_Recorded data_:
━━━━━━━━━━━━━━━━━━━━

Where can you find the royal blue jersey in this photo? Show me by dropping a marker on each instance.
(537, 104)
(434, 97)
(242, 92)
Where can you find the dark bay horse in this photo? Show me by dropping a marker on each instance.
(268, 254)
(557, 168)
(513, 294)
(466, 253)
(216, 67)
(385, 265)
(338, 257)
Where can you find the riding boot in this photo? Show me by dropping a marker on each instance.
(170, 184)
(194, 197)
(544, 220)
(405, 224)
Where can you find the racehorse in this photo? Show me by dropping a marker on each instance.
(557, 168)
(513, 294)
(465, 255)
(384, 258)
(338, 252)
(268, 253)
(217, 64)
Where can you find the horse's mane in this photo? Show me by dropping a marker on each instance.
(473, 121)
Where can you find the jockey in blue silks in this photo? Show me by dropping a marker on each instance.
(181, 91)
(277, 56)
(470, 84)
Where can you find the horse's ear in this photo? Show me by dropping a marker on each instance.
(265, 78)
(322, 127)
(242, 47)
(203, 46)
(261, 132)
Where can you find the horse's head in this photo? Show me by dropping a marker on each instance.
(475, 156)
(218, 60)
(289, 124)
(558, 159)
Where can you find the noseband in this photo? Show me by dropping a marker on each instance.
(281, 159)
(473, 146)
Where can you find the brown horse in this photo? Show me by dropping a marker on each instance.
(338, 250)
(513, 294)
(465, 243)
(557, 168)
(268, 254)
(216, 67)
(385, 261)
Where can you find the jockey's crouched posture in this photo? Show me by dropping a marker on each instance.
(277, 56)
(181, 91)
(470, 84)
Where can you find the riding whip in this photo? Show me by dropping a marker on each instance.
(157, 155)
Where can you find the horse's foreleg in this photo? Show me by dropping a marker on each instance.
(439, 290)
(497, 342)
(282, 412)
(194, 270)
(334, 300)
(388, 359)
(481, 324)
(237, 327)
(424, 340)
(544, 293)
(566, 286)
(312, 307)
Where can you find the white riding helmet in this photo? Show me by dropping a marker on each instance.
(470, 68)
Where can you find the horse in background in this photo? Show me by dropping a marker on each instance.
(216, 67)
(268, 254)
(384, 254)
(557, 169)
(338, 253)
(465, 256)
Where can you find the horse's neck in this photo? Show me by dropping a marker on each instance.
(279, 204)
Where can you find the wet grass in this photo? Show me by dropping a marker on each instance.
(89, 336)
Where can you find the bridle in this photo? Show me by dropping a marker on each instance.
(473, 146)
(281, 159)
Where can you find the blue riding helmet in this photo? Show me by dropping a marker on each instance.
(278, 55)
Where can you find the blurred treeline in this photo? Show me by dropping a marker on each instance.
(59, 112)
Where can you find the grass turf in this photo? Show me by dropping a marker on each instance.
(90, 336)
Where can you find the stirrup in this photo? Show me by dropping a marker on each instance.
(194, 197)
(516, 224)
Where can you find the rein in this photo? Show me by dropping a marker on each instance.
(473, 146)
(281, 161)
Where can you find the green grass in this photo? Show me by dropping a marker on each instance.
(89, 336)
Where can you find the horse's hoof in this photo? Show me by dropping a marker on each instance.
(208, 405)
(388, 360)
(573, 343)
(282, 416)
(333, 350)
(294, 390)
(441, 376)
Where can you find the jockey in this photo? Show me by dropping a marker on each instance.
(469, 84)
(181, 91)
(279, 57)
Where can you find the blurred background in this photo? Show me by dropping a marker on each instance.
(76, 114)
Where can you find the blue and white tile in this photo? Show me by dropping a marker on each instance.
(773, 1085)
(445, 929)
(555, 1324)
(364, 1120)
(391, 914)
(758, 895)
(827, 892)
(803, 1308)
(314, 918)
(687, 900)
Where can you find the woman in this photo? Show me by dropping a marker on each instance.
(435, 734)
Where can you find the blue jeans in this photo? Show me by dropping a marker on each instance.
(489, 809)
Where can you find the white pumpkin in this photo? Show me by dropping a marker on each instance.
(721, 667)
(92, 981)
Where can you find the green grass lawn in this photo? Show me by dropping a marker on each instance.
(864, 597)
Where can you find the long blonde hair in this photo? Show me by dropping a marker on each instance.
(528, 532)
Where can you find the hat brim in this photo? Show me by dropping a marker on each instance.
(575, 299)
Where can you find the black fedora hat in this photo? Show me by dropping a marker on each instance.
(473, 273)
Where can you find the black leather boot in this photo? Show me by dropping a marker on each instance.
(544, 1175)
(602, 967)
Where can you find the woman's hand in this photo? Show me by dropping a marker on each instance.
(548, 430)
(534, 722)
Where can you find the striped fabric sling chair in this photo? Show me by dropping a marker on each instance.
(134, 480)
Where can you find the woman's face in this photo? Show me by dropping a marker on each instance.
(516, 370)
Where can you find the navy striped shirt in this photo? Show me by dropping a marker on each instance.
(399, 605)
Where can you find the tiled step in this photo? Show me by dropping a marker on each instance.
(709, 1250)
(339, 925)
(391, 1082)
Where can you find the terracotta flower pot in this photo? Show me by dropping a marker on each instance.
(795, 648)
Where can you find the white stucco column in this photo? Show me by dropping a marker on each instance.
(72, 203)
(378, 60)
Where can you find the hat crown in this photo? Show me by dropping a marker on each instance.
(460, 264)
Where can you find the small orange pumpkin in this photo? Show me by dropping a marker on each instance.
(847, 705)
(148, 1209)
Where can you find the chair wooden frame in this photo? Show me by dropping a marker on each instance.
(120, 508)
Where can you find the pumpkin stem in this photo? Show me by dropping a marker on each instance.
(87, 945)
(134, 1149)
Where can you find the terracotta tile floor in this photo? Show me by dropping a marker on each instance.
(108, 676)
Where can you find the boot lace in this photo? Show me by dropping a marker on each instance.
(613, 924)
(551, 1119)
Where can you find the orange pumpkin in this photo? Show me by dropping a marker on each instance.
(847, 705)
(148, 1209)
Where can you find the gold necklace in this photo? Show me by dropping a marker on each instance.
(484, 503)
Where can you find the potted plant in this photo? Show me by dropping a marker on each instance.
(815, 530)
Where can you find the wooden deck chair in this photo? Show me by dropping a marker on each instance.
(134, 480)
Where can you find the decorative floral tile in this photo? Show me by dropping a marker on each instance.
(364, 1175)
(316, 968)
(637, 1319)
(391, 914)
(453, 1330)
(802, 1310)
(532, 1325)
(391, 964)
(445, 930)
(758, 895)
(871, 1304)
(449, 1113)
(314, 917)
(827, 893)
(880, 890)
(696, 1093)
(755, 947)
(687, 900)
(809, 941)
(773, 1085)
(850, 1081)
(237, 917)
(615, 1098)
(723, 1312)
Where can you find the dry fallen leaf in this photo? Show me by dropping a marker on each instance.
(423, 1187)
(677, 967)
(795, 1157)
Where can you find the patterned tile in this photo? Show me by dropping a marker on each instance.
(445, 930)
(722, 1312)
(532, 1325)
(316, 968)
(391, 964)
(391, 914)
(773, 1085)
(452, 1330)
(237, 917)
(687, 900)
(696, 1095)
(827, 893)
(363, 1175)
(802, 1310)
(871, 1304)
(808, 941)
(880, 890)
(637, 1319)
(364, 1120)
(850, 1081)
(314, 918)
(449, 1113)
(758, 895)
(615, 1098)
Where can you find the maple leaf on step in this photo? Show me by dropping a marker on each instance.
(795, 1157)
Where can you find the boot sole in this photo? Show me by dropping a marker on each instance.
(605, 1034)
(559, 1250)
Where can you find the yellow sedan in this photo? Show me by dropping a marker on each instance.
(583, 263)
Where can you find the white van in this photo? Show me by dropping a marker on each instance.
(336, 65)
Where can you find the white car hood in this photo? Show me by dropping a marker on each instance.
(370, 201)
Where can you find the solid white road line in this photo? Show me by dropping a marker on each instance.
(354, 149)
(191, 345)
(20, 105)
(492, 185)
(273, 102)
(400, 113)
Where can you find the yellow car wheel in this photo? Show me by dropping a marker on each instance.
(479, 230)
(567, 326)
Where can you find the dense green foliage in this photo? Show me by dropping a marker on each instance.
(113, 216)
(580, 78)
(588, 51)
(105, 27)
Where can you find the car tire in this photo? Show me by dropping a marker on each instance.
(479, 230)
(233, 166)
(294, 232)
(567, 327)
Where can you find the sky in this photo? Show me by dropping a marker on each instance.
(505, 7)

━━━━━━━━━━━━━━━━━━━━

_The problem_:
Repeat, without change, each line of the data above from the one that contains "Where can you find the boot sole" through the final line, counting both.

_Final result_:
Where can you find the boot sole in this photo? Show me by dropping a marker on each instance.
(605, 1034)
(559, 1250)
Where can you find the yellow sedan in this photo? Show me by dropping a marker on each instance.
(583, 263)
Where can you find the white van in this photo? Show me by dropping a marker on each instance.
(336, 65)
Where can you find the white car hood in this photo? Show me by dropping a marker on each instance.
(370, 201)
Where can you find the solid white road line in this photo? Show me by dropping a marker on each instance.
(354, 149)
(191, 345)
(20, 105)
(492, 185)
(273, 102)
(400, 113)
Where can you find the yellow car wheel in this photo? Show me by dropping a marker on each instance.
(479, 230)
(567, 326)
Where can you find the dense green foliage in this photo? Show me by dropping a marker on each instance.
(113, 216)
(580, 78)
(588, 51)
(105, 27)
Where can you find the car tire in this photo? Show me by dropping a marker on each instance.
(479, 230)
(233, 166)
(294, 232)
(567, 327)
Where can you find the sky in this photo? Show me by dropping a marker on each instance.
(505, 7)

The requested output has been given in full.